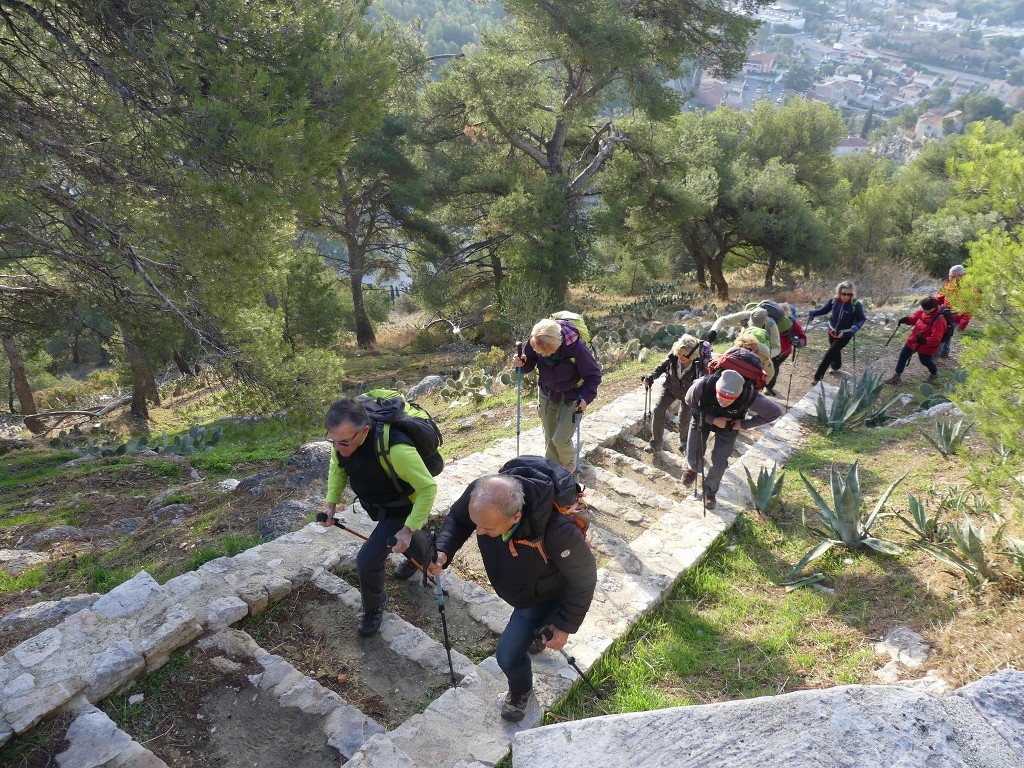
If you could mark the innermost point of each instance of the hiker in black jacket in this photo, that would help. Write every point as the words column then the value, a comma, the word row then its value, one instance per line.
column 536, row 558
column 687, row 360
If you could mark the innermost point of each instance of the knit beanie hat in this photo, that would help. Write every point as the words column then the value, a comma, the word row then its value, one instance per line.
column 730, row 385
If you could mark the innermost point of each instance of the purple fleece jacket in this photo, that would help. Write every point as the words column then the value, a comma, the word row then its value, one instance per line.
column 565, row 379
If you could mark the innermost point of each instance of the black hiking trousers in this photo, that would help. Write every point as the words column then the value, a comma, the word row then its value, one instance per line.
column 834, row 356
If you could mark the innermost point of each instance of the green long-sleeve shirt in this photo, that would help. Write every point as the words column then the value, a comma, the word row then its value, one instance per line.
column 409, row 466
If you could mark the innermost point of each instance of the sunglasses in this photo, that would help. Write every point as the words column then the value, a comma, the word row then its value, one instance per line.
column 348, row 442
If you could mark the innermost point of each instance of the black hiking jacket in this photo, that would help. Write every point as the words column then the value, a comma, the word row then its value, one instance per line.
column 546, row 558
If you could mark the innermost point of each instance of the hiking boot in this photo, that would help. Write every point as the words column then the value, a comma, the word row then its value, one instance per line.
column 371, row 623
column 514, row 708
column 406, row 570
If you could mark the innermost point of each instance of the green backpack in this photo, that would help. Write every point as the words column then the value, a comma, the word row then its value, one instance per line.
column 578, row 323
column 776, row 311
column 388, row 409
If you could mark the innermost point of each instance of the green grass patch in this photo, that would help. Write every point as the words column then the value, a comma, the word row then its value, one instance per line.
column 251, row 441
column 28, row 580
column 164, row 468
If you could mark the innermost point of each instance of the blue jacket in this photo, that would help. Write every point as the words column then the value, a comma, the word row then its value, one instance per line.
column 846, row 318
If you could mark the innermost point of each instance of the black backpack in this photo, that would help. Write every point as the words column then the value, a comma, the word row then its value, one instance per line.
column 388, row 409
column 568, row 495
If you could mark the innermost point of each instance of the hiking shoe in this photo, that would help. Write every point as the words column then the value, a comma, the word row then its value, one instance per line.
column 371, row 623
column 406, row 569
column 514, row 708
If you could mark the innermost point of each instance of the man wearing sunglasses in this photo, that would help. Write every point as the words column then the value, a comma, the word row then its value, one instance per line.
column 846, row 315
column 399, row 509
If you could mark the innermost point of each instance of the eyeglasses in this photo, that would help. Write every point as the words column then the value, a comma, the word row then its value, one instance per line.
column 347, row 442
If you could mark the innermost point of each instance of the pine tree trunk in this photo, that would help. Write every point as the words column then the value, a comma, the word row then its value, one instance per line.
column 25, row 396
column 770, row 271
column 365, row 336
column 143, row 386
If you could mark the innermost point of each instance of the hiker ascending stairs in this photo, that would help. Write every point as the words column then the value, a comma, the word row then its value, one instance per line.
column 685, row 364
column 846, row 315
column 536, row 557
column 398, row 503
column 928, row 329
column 568, row 379
column 720, row 403
column 949, row 295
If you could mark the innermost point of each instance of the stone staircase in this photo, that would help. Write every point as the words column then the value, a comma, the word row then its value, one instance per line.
column 648, row 529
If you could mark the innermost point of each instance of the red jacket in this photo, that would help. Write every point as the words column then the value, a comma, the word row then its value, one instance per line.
column 785, row 338
column 930, row 325
column 951, row 291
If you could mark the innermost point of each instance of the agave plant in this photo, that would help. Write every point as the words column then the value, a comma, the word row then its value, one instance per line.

# # # # #

PROBLEM REQUIREMENTS ->
Can you return the data verbatim from its start through the line containing "column 834, row 356", including that line, and leave the pictures out of your answer?

RESULT ->
If you could mark the innermost point of each instance of the hiker in black jacket in this photo, that would help. Write every point as the words column then the value, a comma, the word row then its value, one instance per line.
column 536, row 558
column 687, row 360
If you could mark the innermost point of each instance of the knit beanie hat in this photo, that would help. Write every point as the words column then the value, a comma, the word row then its value, one instance per line.
column 730, row 385
If you could mark the innermost point of each instance of the purple fleece jacket in this photo, that would help. Write every point as the words column then the value, a comma, the word row then its value, one instance per line.
column 565, row 379
If you could mark the innermost point of each instance of the black hiking trousers in this photo, that would help. Write every point as the words column then the value, a comma, the word row then its value, one instance per line.
column 834, row 356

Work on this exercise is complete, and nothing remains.